- [EXERCISE PROMPT] Continue the remembrance of printer Bill Poole from the point where it ends.

- [TEXT]
════════════════
MORE THAN ANYONE I’ve known, Bill Poole lived his life exactly as he wanted. It was as if he’d stepped out of You Can’t Take It With You, the Moss Hart and Irving Kaufman play, and Frank Capra movie. He and his wife, Margaret, lived in a small house built in 1930 that they’d found in Niagara Falls, Ontario. They bought it for $200, disassembled it, and moved it to a piece of land in Grimsby; it sits atop the Niagara escarpment, overlooking the town and Lake Ontario. The house’s principal source of heat is a wood stove.
They bought an old fruit barn and turned it into a print shop where Bill worked almost every day, dressed in his ink-stained printer’s apron, a tuft of hair sticking up, producing posters and books. Each year he selected a short piece of prose he admired — a lecture by Robertson Davies, for example — obtained permission, then handset, printed and bound a Christmas keepsake for friends.

In the late 1980s, Bill, Joseph Brabant, a Lewis Carroll collector and scholar, and George Walker, a colleague at the Ontario College of Art, decided to produce the first Canadian edition of Alice in Wonderland. Bill set and printed the book, George created 96 original wood engravings, Joseph oversaw the project, and five years later they published Alicein an edition of 177 copies. They then turned to Through the Looking Glass, which they published in 1998.
Bill was blessed by the mentors he’d had. One was the composer John Weinzweig, with whom he studied at the Royal Conservatory in the late 1930s. In 1990, Bill handset, printed, and published Sounds and Reflections, a collection of Weinzweig’s words and music. In his Introduction Bill wrote, “The printer will never be able to repay Professor Weinzweig, but by printing this book he had a lot of fun trying.” (‘Fun’ was a word central to Bill’s approach to life; anything that wasn’t fun wasn’t worth doing.)
Another of his mentors was Carl Dair, the renowned typographic designer, who died in 1967. In the early 1990s Bill was instrumental in establishing the Mackenzie Heritage Printery Museum in Queenston. A colloquium he organized in Dair’s honour included an extensive exhibit of the designer’s work.

But the most important way Bill honoured his mentors was by quietly serving as mentor to dozens of young artists and designers. He organized two annual events to showcase the work of other private press printers, including former students. One was a Book Arts Fair, held in late fall at the Ontario College of Art & Design; the other was Wayzgoose, held in Grimsby every spring. (In the old days, when a young printer completed his apprenticeship, he prepared a goose dinner for his master before setting out on his own.) Bill and his daughter Lyndsay also served as distributors of private press books.
════════════════
- [MATERIAL PROVIDED]
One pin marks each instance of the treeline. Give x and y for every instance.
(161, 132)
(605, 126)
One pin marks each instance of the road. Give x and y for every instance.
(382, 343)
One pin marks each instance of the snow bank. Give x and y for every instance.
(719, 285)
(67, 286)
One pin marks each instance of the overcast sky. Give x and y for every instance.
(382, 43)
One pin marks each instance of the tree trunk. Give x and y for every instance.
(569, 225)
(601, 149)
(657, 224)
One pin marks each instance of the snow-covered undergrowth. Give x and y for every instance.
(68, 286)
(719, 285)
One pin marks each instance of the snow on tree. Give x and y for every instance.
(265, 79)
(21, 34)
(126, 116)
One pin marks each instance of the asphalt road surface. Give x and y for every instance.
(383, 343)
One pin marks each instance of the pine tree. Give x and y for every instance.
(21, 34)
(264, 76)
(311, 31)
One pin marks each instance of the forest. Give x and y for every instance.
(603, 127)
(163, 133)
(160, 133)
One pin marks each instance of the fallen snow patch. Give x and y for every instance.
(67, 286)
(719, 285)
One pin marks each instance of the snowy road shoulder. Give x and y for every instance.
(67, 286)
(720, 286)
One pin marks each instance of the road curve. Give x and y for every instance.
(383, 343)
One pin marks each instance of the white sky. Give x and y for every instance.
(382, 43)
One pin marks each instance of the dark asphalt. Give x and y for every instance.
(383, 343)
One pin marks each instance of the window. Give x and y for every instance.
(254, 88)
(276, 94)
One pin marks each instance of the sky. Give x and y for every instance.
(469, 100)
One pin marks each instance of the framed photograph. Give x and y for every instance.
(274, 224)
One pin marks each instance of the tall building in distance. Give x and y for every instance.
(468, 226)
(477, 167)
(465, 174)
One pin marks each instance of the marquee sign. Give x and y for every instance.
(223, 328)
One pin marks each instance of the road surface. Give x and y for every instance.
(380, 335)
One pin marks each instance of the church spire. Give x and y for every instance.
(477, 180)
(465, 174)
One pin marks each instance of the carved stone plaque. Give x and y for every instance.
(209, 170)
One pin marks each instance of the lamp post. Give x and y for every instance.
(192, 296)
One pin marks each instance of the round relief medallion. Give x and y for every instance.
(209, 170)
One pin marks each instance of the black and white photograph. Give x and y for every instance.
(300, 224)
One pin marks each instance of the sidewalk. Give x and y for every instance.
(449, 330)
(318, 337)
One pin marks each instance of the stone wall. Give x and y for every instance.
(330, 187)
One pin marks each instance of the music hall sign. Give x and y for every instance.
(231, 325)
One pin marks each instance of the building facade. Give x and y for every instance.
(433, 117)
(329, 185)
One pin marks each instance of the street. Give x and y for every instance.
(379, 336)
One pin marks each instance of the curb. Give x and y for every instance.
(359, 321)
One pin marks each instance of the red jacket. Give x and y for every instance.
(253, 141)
════════════════
- [REPLY]
As a package designer by trade, Bill developed a keen interest in the history of glass bottles as packages. “They were not just objects buried long ago to be dug up by 20th century archaeologists,” he wrote in the preface to a book he began writing a quarter of a century ago. (I was his editor.) The text had been completed years ago but only the first third of the book had been set and printed when he died. Publishing others always came first. He’d had the fun of researching and writing the book, he said. Getting it into print wasn’t that important.
Bill’s son, Michael, found an old sleeping cabin — the forerunner of motels. The Pooles turned it into a chicken coop, where Bill raised prize-winning chickens. He kept them, he said, not because he wanted to earn a few extra dollars or because he loved eating chicken — he never, at least knowingly, ate it — but because chickens were dumb. It helped him feel better about himself to be reminded every day that there were creatures on this planet dumber than he was.
In late winter, 2001, Bill, now 77 and somewhat frail as a result of recent surgery and radiation, went out to the coop, where he found a dead chicken. His practice was to toss dead chickens over the escarpment as food for other animals. This time, however, he slipped and fell over the escarpment, along with the chicken. His body was found some hours later. It was a curious way to die. But knowing Bill, I can imagine him telling the story of his demise and roaring with laughter. He’d have seen it as a fitting end to a wonderful life.